• Extract to read:
I’ve been really fortunate in my new position to have an inside look at some of the artificial intelligence technologies currently emerging, and they are impressive. It has me thinking quite a bit about the impact they will have in the reasonably near term. With the rise of MOOCs, a lot of thought has been going into how we teach, but I’m beginning to think we need to be spending more time on what we ought to be teaching.
The Atlantic recently covered a paper that estimated the likelihood of various job sectors being replaced by computerization and automation, and a lot of the predictions are not surprising—transportation, manufacturing, agriculture and administrative support are all on the chopping block. Management, STEM, education and healthcare, in the paper’s estimation, are all relatively safe jobs to have when the hordes of animatrons come calling. Good news for me, I suppose.
From Carl Benedikt Frey and Michael A. Osborne’s paper, “The Future of Employment: How Susceptible are Jobs to Computerization?”
I am, though, less interested in replacement than I am in how these technologies will change the nature of the jobs they don’t replace. My colleagues at MIT have done a great job of thinking about how MOOC technologies might change the nature of teaching, eliminating the rote learning and freeing up faculty and students for more substantive interactions. What does this say, then, about the way we should be preparing our future educators? The future of education seems to be less about delivering an effective message to a large body of listeners in a live format, and more about mentorship and one-to-one support.
How this might change the job of medical professionals? AI, at least as I’ve seen its potential so far, will likely be very good at differential diagnosis and the development of optimal treatment plans. As more and more data—such as individual genetics, and deep biochemical understandings of how drugs work—becomes available, there will be less and less guesswork involved in these areas, and more and more need for computational power in assessing the data and keeping up with emerging knowledge. A physician will still review and approve diagnosis and treatment plans, but the heavy lifting will be done by AI.
So what is the role of medical professionals? I’m sure there will be other areas, but one clear focus will be on execution, the ability to deliver the appropriate care at the highest level of quality, motivating patients to adhere to their treatment regimes, minimizing avoidable complications and infections, and managing care at a higher level across the lifetime of a patient. In Atul Gawande’s essay “The Bell Curve,” he highlights the way that better execution with the same science can generate significantly better outcomes for cystic fibrosis patients. Especially with the increased focus of cost reduction and improved quality in medicine, this kind of focus on high-level execution will become a larger and larger part of the work of medical professionals.
This also demonstrates an important role for openness in the future of medicine. We’ll need to train medical professionals to be better at execution in medical school, but improving outcomes is also a matter of sharing the tacit knowledge gained through experience and trial and error over time. This means that practicing clinicians need to learn from each other on an ongoing basis. Gawande’s essay does a great job of highlighting the importance of openness in sharing best practices, and open sharing projects like OPENPediatrics are ideal forums for such exchange. By sharing best practices from a wide range of cultures and resource settings, we help to share the tacit knowledge gained by clinicians working in these diverse settings, tacit knowledge that makes the difference between very good care and the very best.

• Requirement A:
Write out everything in the essay on AI and work from "I’ve been really" down to "to be teaching.", word for word.
• Requirement B:
Answer these from the essay on AI and work:
(i) Which four job sectors does the paper covered by The Atlantic put on the chopping block?
(ii) For which patients does Gawande's essay "The Bell Curve" show better outcomes through better execution?
(iii) Which open sharing project is named as a forum for exchanging best practices?
The data that comes next is from a different source than the essay on AI and work.

• Raw data:

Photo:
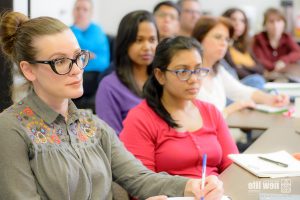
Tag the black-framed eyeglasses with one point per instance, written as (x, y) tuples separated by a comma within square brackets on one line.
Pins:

• Expected output A:
I’ve been really fortunate in my new position to have an inside look at some of the artificial intelligence technologies currently emerging, and they are impressive. It has me thinking quite a bit about the impact they will have in the reasonably near term. With the rise of MOOCs, a lot of thought has been going into how we teach, but I’m beginning to think we need to be spending more time on what we ought to be teaching.

• Expected output B:
(i) Transportation, manufacturing, agriculture and administrative support.
(ii) Cystic fibrosis patients.
(iii) OPENPediatrics.